- Activity 1 -
Please set down everything in the passage on Fred Glover from "Fred was a real" down to "Merville-Franceville-Plage in Normandy.", word for word.
- Activity 2 -
Carry on the account of Fred Glover's life from the point where it stops.
#### Given passage ####
WWII veteran, Frederick “Fred” Glover (94) from Brighton, died on 31 October 2020 having spent his last few days in hospital where the medical team were trying to build his strength up after he had fallen a few times at home. Unfortunately, while in hospital he picked up a chest infection which was diagnosed as Covid-19.
Fred was a real hero and the only known British Infantry man to have fought with the French Resistance during WWII. In May 2021, the French were to honour Fred by naming a street after him in Merville-Franceville-Plage in Normandy.
Richard Glover, Fred’s son, said: "As a family, not only were we proud of his service to his country, but we were also proud to have him as a dad, grandad and great grandad. He made such an impact on all our lives. We will miss you so much."
Ed Llewellyn OBE, Her Majesty's Ambassador to France, said: "I was very sad to hear of the death of Fred Glover. I well remember meeting Fred at the international ceremony at Merville Battery on 6 June 2018 and chatting to him there. It was such an honour to be standing at that site alongside Fred and his other comrades from 9 Para who had been there on D-Day and taken part in the assault - and to witness their determination to make sure their mates who did not survive were not forgotten. I remember Fred’s ready smile and how he helped gather us all for a photo, a photo which I treasure. And I have subsequently read the more detailed account of Fred’s war, including his escape from hospital in Paris with the help of the Resistance just in time to witness the Liberation of the city. I am honoured to have met Fred Glover - my sympathy to his family and his friends."
Pierre-André Durand, Préfet of the region of Normandy, said: "It is with great sadness that I heard about the passing of Frederick Glover, veteran of the 9th Para Bn, 6th Airborne Division. This valiant paratrooper is one of those unsung heroes of the D-Day landings in Normandy. He was dedicated to the memory of his brothers in arms and always grateful for the help the French Resistance had provided him and would endlessly share with the young his commitment towards freedom. In the name of the French-British friendship and with gratitude for the services rendered by Frederick Glover, I extend my deepest sympathy to his family and all his loved ones."
Dick Goodwin, vice president of the Taxi Charity for Military Veterans, said: "Everyone in the Taxi Charity family loved spending time with Fred - he was a real character who always filled the room with warmth and laughter and he will be sorely missed."
About Fred Glover
Fred Glover was called up during WWII and after his training volunteered for the Parachute Regiment and was posted to 9 Battalion.
On D-Day, 9 Battalion were charged to assault and silence the guns of a battery situated near the village of Merville, situated to the east of the beaches.
#### Provided material ####
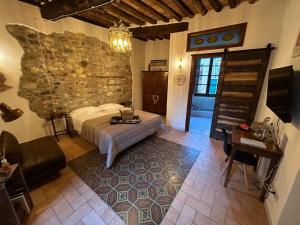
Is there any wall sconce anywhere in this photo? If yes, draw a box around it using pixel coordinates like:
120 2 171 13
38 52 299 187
176 56 183 70
0 102 23 122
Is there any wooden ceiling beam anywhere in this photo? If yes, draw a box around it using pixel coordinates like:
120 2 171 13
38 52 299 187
148 0 182 21
19 0 42 7
103 5 145 25
132 0 169 23
130 22 189 39
72 15 110 28
193 0 207 16
94 8 129 26
114 1 157 24
79 10 117 27
228 0 237 9
173 0 195 18
41 0 114 20
208 0 223 12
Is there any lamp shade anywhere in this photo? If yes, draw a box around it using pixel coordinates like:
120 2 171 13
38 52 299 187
0 103 24 122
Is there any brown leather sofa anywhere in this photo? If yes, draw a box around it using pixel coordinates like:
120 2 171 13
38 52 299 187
0 131 66 186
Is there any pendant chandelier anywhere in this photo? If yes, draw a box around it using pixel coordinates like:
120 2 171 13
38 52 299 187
108 20 132 52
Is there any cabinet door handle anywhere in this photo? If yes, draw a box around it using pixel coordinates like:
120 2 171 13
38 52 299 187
152 95 159 105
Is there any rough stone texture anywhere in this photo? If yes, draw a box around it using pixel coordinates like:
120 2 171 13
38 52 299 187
0 72 12 92
6 25 132 118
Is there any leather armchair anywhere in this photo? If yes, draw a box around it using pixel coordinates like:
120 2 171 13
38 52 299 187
0 131 66 186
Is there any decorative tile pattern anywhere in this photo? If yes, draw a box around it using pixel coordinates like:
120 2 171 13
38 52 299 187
69 136 200 225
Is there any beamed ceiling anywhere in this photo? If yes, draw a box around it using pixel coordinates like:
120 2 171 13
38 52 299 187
19 0 257 40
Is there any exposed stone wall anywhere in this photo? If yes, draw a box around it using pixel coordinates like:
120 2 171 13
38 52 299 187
6 25 132 118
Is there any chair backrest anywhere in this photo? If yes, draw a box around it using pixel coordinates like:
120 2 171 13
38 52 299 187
0 130 22 164
222 128 231 156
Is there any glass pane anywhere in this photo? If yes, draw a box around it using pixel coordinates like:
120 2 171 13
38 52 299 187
200 58 210 66
210 79 218 85
211 66 221 76
196 66 209 75
213 57 222 66
208 85 217 95
197 85 206 94
198 76 208 84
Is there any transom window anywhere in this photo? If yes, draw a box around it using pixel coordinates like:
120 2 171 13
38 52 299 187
194 57 222 96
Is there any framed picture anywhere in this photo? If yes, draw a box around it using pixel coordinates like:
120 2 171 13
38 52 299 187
186 23 247 52
293 31 300 58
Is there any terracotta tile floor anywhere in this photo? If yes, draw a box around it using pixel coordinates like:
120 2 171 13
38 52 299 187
28 129 268 225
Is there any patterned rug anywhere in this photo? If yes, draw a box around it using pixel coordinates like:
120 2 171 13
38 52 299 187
68 136 200 225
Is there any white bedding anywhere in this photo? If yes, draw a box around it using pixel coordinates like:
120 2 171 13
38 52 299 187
70 104 126 134
70 107 163 168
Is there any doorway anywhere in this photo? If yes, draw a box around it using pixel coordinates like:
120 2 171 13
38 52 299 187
185 53 222 136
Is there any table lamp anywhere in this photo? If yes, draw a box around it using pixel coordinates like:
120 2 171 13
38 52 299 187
0 103 24 122
0 102 24 172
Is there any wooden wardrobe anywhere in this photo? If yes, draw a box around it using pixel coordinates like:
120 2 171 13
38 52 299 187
143 71 168 114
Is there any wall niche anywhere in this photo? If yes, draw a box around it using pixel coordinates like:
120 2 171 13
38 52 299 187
6 24 132 118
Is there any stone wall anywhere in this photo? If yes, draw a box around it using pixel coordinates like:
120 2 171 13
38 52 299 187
6 25 132 118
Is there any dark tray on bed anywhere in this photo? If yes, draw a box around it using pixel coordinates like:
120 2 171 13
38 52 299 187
110 116 141 124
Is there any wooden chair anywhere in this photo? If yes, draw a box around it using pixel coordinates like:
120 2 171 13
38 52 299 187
221 128 257 189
####
- Reply 1 -
Fred was a real hero and the only known British Infantry man to have fought with the French Resistance during WWII. In May 2021, the French were to honour Fred by naming a street after him in Merville-Franceville-Plage in Normandy.

- Reply 2 -
When interviewed some years ago, Fred said: "We are informed that the guns must be silenced by H Hour minus 30 minutes; that is to say 30 minutes before the first of the sea borne troops hit Sword Beach. The briefing closed with the statement that failure is not an option and with these words imprinted in our minds, we waited for the command to go."
Armed with automatic weapons, grenades and the Fairbairn-Sykes fighting knife, Fred flew from RAF Brize Norton into Normandy in Horsa glider number 27, one of the 150 men who formed A Company. Once across the Channel, ack ack fire from the German 20mm gun hit the gliders fuselage and several men were hit. Fred received wounds to both legs.
Once on the ground, the men were immediately engaged in a fire fight with enemy troops moving from the village of Gonneville to reinforce the defenders of the battery.
"With the withdrawal of these German troops we are able to make our way the short distance to the battery; I needed assistance as I felt blood inside my boots and the pain is beginning to bother me. My wounds were dressed, and I attempted to follow my comrades but after a short distance I can go no further."
His fellow men left Fred with two German prisoners. One of the prisoners, a German officer, was in acute pain, and Fred, in an act that would ultimately save his life later, gave him his morphine.
When German reinforcements arrived, Fred was captured and was destined to be shot until the GermanoOfficer that Fred had helped with morphine asked for clemency and instead Fred was taken as a prisoner of war to Hôpital de la Pitié-Salpêtrière in Paris.
The hospital treated Fred’s open wounds and he began working with the French Resistance who were operating out of the hospital. When news reached them that the allies were near, Fred’s escape was planned. On the day of his escape, Fred was working as an orderly, The Resistance staged an incident outside the main gate and Fred made his escape carrying a full bed pan past the guards.
When the Americans arrived, Fred was flown back to the UK and after making a full recovery went on to fight in the Ardennes.